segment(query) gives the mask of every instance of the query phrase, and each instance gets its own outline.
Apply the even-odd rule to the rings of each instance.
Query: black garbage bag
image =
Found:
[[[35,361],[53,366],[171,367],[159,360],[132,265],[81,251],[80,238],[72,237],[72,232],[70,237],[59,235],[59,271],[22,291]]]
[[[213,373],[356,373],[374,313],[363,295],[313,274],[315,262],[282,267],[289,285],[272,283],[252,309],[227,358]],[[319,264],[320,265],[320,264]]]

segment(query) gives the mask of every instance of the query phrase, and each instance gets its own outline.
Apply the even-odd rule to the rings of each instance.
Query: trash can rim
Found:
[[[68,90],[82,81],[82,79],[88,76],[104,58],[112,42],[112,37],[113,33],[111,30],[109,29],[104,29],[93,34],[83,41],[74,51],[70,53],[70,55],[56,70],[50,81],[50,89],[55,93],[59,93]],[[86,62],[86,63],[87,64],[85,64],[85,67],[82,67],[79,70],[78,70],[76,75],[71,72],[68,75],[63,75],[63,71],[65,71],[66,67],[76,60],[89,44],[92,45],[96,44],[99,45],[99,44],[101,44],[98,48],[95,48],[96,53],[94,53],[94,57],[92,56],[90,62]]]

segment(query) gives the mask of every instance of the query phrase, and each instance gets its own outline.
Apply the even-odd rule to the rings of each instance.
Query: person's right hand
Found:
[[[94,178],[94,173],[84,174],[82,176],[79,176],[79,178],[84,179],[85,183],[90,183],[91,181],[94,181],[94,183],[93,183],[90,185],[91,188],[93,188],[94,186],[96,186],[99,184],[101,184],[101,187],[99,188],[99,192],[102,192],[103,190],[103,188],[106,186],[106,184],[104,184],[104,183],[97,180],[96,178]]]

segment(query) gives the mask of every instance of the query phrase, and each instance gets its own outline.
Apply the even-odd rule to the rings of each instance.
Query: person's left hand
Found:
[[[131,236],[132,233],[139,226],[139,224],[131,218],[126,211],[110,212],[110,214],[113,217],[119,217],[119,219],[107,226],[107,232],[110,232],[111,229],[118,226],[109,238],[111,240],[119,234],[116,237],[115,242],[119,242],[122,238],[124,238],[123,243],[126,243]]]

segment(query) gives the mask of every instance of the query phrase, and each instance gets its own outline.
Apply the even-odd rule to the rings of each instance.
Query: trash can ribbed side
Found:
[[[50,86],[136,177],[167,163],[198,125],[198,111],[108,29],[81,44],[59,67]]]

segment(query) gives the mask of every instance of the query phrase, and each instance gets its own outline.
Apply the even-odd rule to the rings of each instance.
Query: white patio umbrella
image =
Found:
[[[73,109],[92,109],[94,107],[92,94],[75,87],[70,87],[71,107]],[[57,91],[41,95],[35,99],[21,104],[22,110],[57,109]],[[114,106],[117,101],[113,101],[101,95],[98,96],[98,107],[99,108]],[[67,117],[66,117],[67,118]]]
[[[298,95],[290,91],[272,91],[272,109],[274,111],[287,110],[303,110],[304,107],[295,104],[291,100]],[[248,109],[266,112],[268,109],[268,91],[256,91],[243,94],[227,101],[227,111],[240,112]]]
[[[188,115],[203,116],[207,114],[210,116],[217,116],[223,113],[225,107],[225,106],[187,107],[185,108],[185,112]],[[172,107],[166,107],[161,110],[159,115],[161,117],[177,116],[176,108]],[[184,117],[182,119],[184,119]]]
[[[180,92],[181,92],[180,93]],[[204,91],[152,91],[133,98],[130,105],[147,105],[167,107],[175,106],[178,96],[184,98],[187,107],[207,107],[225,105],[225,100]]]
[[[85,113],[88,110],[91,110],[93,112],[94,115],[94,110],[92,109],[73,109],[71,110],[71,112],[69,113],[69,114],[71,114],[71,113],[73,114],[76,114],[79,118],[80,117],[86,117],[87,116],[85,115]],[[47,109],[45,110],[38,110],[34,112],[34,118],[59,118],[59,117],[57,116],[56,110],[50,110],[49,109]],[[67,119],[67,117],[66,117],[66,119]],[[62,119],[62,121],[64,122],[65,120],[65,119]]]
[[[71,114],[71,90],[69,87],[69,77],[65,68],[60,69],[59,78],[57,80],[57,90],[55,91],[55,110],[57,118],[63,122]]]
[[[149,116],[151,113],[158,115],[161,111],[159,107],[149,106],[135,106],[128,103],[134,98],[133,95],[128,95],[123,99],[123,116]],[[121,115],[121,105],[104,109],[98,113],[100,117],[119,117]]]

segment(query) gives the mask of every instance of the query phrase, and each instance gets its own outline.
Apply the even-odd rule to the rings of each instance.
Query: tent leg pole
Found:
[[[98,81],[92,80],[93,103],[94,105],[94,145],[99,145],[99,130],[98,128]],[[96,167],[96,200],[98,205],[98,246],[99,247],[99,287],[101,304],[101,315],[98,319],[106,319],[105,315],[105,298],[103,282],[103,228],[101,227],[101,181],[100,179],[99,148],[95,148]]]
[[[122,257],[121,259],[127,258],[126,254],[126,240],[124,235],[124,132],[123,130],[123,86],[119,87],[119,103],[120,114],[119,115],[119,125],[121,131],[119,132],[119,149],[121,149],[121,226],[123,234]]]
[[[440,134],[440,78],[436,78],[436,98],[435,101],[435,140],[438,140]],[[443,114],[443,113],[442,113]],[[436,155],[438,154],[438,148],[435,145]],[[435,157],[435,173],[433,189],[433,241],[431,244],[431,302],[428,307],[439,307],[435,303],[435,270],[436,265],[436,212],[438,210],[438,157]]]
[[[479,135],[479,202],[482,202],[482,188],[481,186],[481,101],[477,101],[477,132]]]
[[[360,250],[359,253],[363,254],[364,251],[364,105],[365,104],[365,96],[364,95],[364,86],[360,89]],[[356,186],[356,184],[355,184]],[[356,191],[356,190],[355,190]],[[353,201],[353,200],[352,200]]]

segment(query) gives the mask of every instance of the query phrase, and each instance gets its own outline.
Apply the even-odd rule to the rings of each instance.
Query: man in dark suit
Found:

::::

• [GIVEN REQUEST]
Please count the lines in the listing above that contain the string "person" with matching case, and give only the number.

• [RIGHT ANSWER]
2